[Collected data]
>>>
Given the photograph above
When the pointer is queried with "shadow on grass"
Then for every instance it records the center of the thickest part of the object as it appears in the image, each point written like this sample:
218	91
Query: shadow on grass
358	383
<<<
>>>
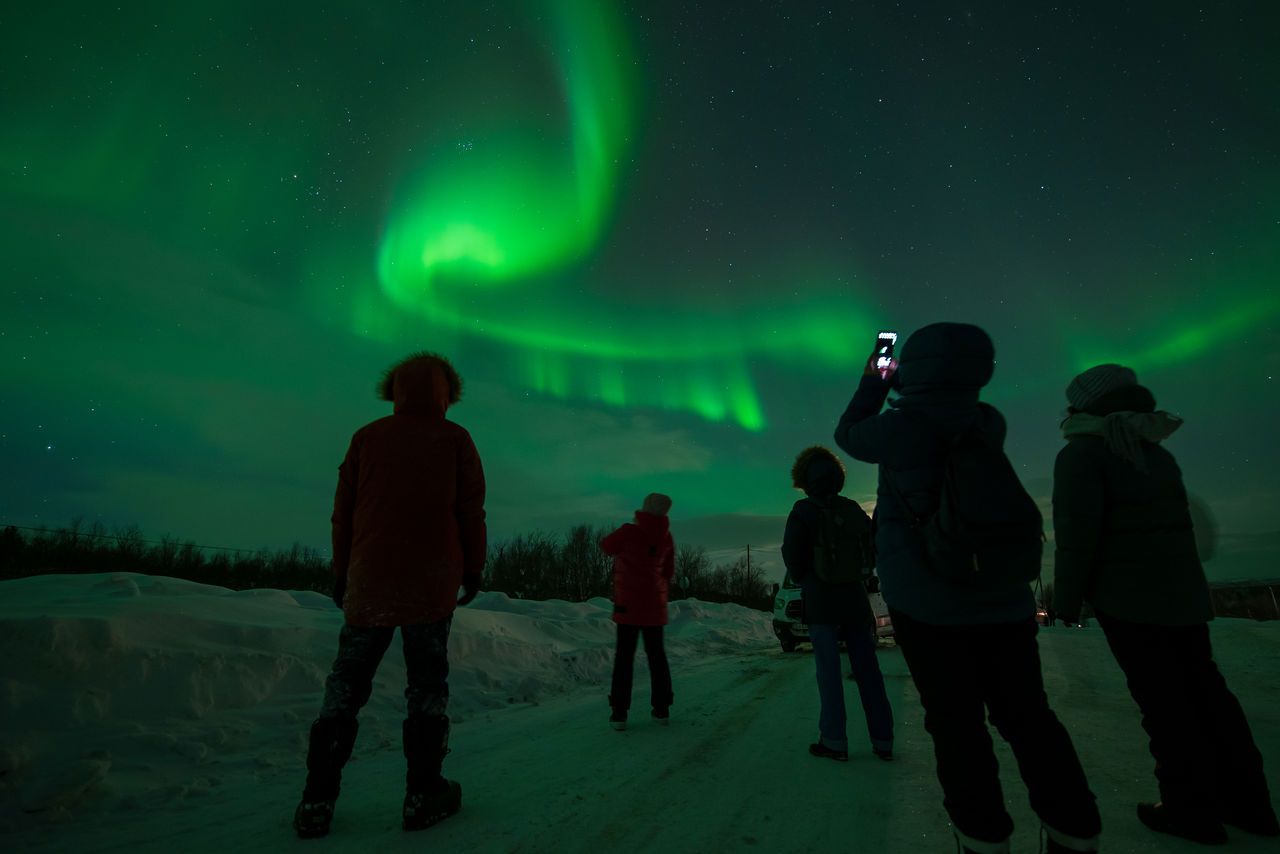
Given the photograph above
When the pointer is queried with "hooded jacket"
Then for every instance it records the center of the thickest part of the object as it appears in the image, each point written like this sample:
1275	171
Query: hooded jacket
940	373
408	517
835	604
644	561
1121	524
<<<
Goal of the exercise ::
Tally how many rows above contain the string "When" with matching case, and reply with only that number.

Answer to the task ::
2